It was Pride and Prejudice that introduced Carrie Cracknell to the canon of Jane Austen, as is the case for many new Austenites. (You might say it's a truth universally acknowledged.) The would-be director studied the novel in school, and then while on summer holiday, proceeded to make her way through all of Austen's six major novels. It was Persuasion, the last manuscript written by the author, that stuck with her.

When Cracknell, a renowned theater director out of London, was tapped to helm a new adaptation of Persuasion for Netflix, she thought back to what had resonated with her upon that first reading. "I was really interested in finding the longing and the heartbreak and the melancholy at the center of it," she tells A.frame. "But then also having this very sharp comedy, which I think is so in the soul of Jane Austen."

*What to do:*
A) From the article about Carrie Cracknell's Persuasion, list the three feelings Cracknell says she wanted to find at the center of the story.
B) Answer these questions from the article about Carrie Cracknell's Persuasion:
(i) Which Austen novel did Cracknell study in school?
(ii) Which of Austen's novels was the last manuscript she wrote?
(iii) Which company is Cracknell's new adaptation of Persuasion for?
C) Please write the next part of the article about Carrie Cracknell's Persuasion, picking up right after its final sentence.

*Dataset rows:*
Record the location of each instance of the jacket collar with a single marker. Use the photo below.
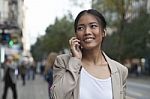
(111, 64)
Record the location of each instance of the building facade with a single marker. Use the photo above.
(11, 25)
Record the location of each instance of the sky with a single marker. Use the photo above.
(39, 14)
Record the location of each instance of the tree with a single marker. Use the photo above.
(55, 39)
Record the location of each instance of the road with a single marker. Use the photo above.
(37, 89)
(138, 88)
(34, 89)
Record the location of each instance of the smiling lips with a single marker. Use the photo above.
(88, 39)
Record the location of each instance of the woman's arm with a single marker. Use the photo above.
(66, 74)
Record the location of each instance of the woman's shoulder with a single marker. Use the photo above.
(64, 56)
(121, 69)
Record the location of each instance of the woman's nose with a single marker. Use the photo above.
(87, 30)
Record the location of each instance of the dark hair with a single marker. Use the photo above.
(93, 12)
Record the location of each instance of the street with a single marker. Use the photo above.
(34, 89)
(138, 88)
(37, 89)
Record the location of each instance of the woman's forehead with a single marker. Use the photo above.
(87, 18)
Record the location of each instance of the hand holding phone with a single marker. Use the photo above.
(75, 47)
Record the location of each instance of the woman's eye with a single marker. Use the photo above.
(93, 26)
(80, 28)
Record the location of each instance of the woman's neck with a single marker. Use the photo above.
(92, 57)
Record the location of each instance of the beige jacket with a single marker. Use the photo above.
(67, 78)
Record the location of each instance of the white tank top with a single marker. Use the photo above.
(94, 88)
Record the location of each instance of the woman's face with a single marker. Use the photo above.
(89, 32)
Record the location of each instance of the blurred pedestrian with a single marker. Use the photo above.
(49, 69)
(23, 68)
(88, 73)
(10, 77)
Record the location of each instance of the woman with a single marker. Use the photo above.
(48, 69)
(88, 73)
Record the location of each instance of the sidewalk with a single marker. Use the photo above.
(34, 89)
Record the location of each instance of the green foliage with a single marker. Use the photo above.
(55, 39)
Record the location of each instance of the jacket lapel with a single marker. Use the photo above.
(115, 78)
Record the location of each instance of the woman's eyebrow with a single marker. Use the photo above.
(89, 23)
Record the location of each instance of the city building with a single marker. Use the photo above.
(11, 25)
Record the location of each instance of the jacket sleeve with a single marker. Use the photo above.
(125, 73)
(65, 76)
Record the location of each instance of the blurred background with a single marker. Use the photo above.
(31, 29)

...

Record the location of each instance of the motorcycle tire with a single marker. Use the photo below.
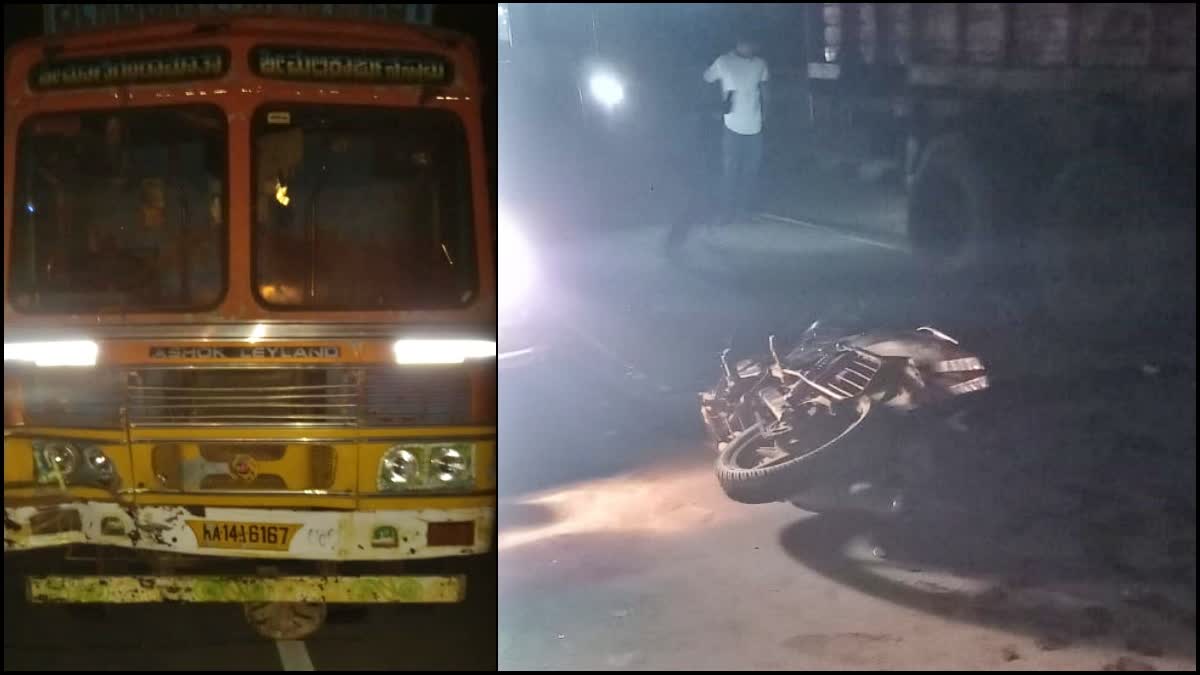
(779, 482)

* * *

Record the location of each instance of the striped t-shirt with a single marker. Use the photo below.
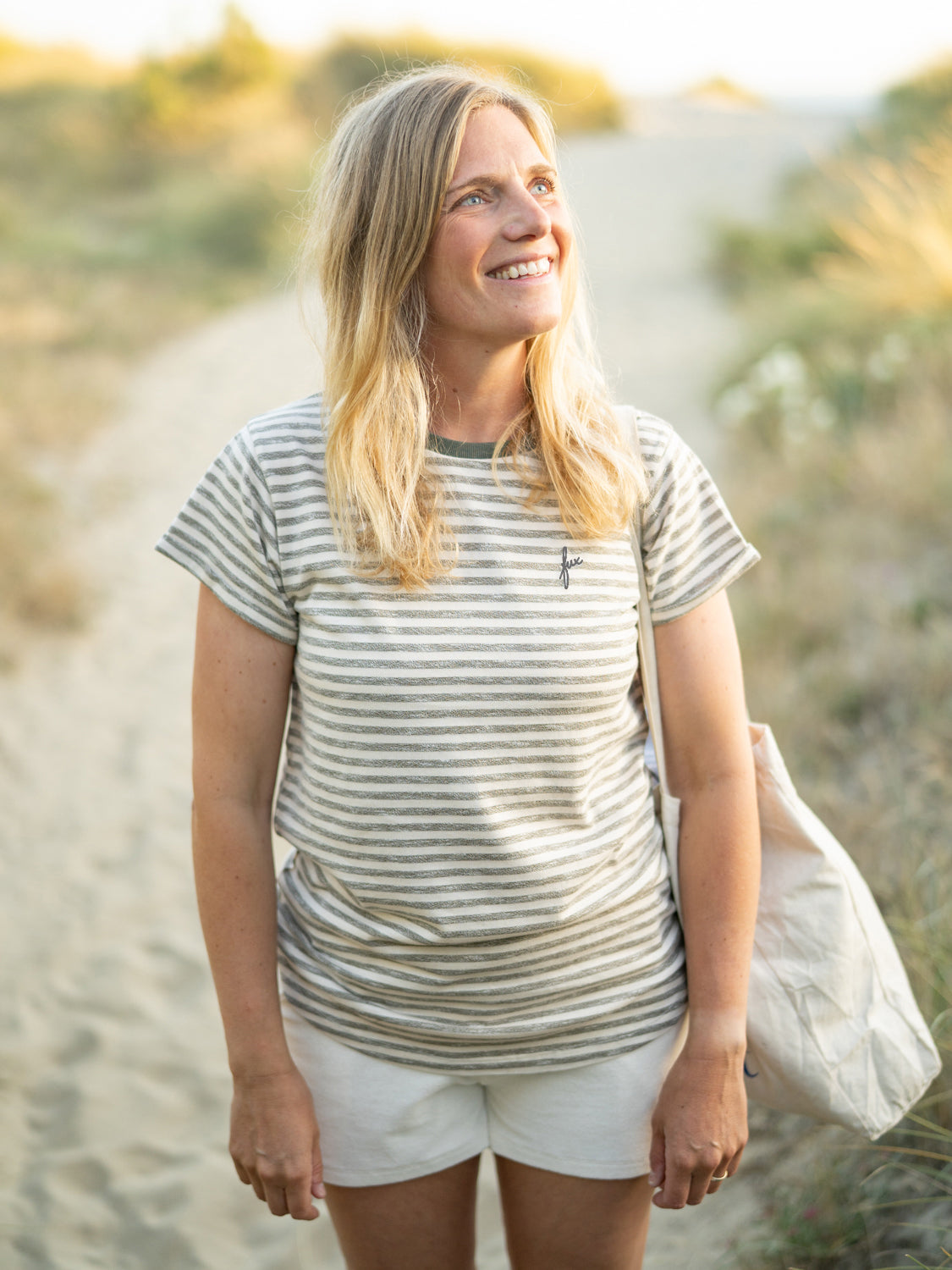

*Responses to the tasks:*
A) longing, heartbreak, melancholy

B)
(i) Pride and Prejudice
(ii) Persuasion
(iii) Netflix

C)
READ: Carrie Cracknell: My 5 Favorite Jane Austen Adaptations

Persuasion tells the story of Anne Elliot (played in the movie by Dakota Johnson), a woman of a certain age — which, by 19th-century standards, means 27 — who is considered a spinster due to her having never wed. Anne almost got married once, but was persuaded by her family to call off her engagement to Frederick Wentworth (Cosmo Jarvis), a sailor who lacked both wealth and influence. Years later, he returns to her life as a moneyed war hero and most eligible bachelor.

"The intention was to really maximize both parts of it, so that you go on this big romantic journey with them and you're yearning for them and you want them to get together, but also it's this kind of brutal satire [that is] very dark and funny," Cracknell says. To achieve that, she needed to break a few rules of the Regency era and, it turns out, ruffle the feathers of a few Austenites.

Cracknell's big swing with Persuasion is that here, Anne breaks the fourth wall and speaks directly to the audience. "And the audience, in a way, becomes recruited as her friend and confidante, which I think is really lovely," she says. The concept of the fourth wall break, equated here to the Fleabag-ization of Jane Austen but which predates Phoebe Waller-Bridge by at least 80 years on the big screen, came baked into writer Ron Bass and Alice Victoria Winslow's screenplay.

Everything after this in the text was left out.